- [EXERCISE DESCRIPTION] Copy the material below, swapping each "scan" for "image" and leaving everything else unchanged.
═══ DATASET RECORDS
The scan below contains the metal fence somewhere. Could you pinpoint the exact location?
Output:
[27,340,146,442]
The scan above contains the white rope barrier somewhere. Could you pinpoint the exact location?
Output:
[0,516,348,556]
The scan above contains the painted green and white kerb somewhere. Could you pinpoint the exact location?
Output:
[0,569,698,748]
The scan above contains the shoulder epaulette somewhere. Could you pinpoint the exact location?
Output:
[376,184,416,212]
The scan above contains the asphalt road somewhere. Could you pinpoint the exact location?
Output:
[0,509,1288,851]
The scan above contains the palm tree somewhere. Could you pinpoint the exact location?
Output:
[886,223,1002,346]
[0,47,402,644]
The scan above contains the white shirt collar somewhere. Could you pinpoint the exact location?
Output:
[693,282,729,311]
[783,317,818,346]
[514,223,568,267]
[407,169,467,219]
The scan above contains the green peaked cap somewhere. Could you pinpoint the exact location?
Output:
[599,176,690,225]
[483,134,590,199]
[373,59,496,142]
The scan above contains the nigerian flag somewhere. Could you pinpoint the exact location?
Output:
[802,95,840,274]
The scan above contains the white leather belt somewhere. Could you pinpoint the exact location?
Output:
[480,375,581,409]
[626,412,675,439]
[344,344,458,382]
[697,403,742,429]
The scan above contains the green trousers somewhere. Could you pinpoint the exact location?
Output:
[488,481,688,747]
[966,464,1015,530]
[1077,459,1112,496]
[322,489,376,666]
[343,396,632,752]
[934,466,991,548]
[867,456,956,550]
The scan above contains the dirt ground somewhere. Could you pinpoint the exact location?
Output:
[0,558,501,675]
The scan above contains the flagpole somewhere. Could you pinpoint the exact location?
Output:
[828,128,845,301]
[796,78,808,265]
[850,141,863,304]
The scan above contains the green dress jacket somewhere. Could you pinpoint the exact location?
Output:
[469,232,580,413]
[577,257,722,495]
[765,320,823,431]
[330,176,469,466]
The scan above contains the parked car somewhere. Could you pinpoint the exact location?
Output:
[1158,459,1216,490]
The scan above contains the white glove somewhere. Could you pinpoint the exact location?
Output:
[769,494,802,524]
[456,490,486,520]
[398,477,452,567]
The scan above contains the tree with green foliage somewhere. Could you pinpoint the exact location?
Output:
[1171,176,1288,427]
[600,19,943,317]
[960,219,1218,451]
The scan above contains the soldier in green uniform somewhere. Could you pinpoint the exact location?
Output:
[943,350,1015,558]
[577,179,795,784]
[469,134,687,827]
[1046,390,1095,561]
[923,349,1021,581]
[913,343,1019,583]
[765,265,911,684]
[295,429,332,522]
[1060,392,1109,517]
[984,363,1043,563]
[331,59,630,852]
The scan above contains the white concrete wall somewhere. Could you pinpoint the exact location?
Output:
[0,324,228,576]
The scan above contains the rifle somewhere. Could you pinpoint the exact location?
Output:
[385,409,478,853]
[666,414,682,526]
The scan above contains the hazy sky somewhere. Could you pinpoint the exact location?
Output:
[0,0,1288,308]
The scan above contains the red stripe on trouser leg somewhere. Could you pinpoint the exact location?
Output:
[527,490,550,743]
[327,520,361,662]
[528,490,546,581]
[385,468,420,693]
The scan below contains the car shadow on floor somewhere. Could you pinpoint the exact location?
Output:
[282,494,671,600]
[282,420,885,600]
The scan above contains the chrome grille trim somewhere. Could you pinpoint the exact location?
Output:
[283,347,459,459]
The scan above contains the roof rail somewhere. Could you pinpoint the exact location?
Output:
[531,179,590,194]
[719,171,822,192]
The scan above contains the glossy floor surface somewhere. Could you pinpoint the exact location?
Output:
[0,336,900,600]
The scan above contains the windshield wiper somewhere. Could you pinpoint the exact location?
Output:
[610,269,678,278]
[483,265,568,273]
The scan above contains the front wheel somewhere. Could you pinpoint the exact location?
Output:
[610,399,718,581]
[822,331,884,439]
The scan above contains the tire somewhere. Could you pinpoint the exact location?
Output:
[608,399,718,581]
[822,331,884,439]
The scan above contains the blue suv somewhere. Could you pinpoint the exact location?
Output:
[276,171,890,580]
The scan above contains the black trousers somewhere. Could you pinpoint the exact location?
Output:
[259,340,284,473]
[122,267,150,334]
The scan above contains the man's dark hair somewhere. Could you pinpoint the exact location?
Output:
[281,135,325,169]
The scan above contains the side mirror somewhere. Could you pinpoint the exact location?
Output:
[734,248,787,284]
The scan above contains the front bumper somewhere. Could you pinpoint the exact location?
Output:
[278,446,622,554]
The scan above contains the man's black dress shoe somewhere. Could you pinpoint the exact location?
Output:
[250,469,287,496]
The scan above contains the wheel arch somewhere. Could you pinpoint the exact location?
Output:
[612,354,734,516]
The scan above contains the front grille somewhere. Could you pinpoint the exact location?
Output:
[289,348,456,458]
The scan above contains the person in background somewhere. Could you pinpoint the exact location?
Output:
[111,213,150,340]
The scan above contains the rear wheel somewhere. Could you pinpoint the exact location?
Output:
══════
- [RESPONSE TO THE EXERCISE]
The image below contains the metal fence somewhere. Could you pinpoint the exact location?
Output:
[27,340,146,442]
The image above contains the white rope barrier somewhere. Could you pinpoint the exact location?
Output:
[0,516,348,556]
The image above contains the painted green and white kerb somewhere. Could you pinpoint the exact location?
Output:
[0,569,698,748]
The image above contains the shoulder epaulette somewhere. Could you pinpoint the exact location?
Output:
[376,184,416,212]
The image above contains the asphalt road somewhere. Could you pinpoint the exact location?
Output:
[0,509,1288,851]
The image above contains the palm tree somewhere. Could you pinpoint the exact location?
Output:
[886,223,1002,346]
[0,47,402,644]
The image above contains the white shirt collar somewhere. Could you pinpoint the exact location?
Output:
[693,282,729,311]
[783,317,818,346]
[514,223,568,267]
[407,169,467,219]
The image above contains the green peaked cap somewhere. Could you pinpoint the exact location?
Output:
[599,176,690,225]
[483,134,590,199]
[373,59,496,142]
The image above contains the nigerian flag somewhere. Could you pinpoint the exact location?
Output:
[802,95,840,274]
The image above contains the white leather belt somewhere. Could you pinpoint the exact location?
Output:
[480,375,581,409]
[626,412,675,439]
[344,344,458,382]
[697,403,742,429]
The image above contains the green trousers somewhere. Could you pinpoint the exact location?
Output:
[488,481,688,747]
[966,464,1015,530]
[1077,459,1112,496]
[322,489,376,666]
[343,396,632,752]
[934,466,991,548]
[867,456,956,550]
The image above contains the dirt ground somewhere. Could you pinpoint the exact location?
Output:
[0,558,501,675]
The image above contains the flagpole somewhere. Could you pinpoint the exact location?
Output:
[828,128,845,301]
[796,78,808,265]
[850,141,863,304]
The image above contains the green dress jacket somewhere. Could you pinpoint the exact location?
Output:
[469,232,580,413]
[577,257,722,495]
[765,320,823,431]
[330,176,469,466]
The image above contains the parked car somewhere. Could you pinpoint the exact location?
Output:
[1158,459,1216,490]
The image above contains the white glove somewhere. Could you pinpoint the exact location?
Output:
[769,494,802,524]
[456,490,486,520]
[398,477,452,567]
The image above contains the tree with green foliage somewhere. Could you pinpoint the exact location?
Output:
[1171,176,1288,427]
[600,19,943,317]
[960,219,1218,451]
The image above contains the soldier in green uniform somewhere. Could you pinpoint the exact location?
Output:
[943,350,1015,558]
[577,179,795,784]
[469,134,687,827]
[1046,390,1095,561]
[923,349,1021,581]
[913,343,1019,583]
[765,265,911,684]
[295,429,332,522]
[1060,392,1109,517]
[984,363,1043,563]
[331,59,630,852]
The image above contains the white concrete wall somewhere. Could you pinpoint the exact location?
Output:
[0,324,228,576]
The image above contains the rifle somewhere. Could you pinpoint the exact location?
Output:
[385,409,478,853]
[666,414,682,526]
The image above contains the hazy sky somewhere. Could you pinpoint the exact location?
Output:
[0,0,1288,308]
The image above contains the red stripe on trouser leg somewhere. Could you pinpoint the exact location?
Output:
[527,490,550,743]
[327,520,361,662]
[528,490,546,581]
[385,468,420,693]
The image below contains the car shadow on floor somewhere. Could you pinpoint the exact location?
Output:
[282,494,671,600]
[282,420,885,600]
The image above contains the chrome grille trim somewhere. Could you pinpoint the exact location?
Output:
[283,347,459,459]
The image above contains the roof rail somewhere. Could you pinpoint the exact location?
Output:
[531,179,590,194]
[719,171,822,192]
The image above contains the glossy floor surface somewhere. Could you pinpoint the exact location?
Output:
[0,336,900,600]
The image above contains the windshield wiper somewhere. Could you pinpoint the exact location?
Output:
[610,269,678,278]
[483,265,568,273]
The image above contains the front wheel somewhere. Could you pinpoint the exact location?
Output:
[610,399,718,581]
[822,331,884,439]
The image above contains the tire somewhere. Could you pinpoint the exact location?
Output:
[608,399,718,581]
[822,331,884,439]
The image above contains the blue suv somewhere. Could you pinpoint the exact location?
Output:
[276,171,890,580]
The image above contains the black trousers somewhere. Could you pinpoint the exact location?
Output:
[259,340,284,473]
[122,267,150,334]
The image above contains the man's dark hair somewhere. Could you pinpoint the exact location?
Output:
[281,135,325,169]
The image above contains the side mirror somewhere. Could you pinpoint the exact location?
Output:
[734,248,787,284]
The image above contains the front bumper somewhere. Could you pinpoint the exact location?
Output:
[278,446,622,554]
The image above contains the man's black dress shoe somewhere. Could you pinpoint the exact location?
Output:
[250,469,287,496]
The image above contains the wheel arch somewhere. Could you pinpoint the exact location?
Output:
[612,354,734,516]
The image above contains the front grille somewhere. Could you pinpoint the exact location?
Output:
[289,348,456,458]
The image above contains the person in background somewhere. Could you pinpoint the exact location?
Output:
[111,213,150,340]
The image above contains the rear wheel somewhere. Could you pinpoint the exact location?
Output:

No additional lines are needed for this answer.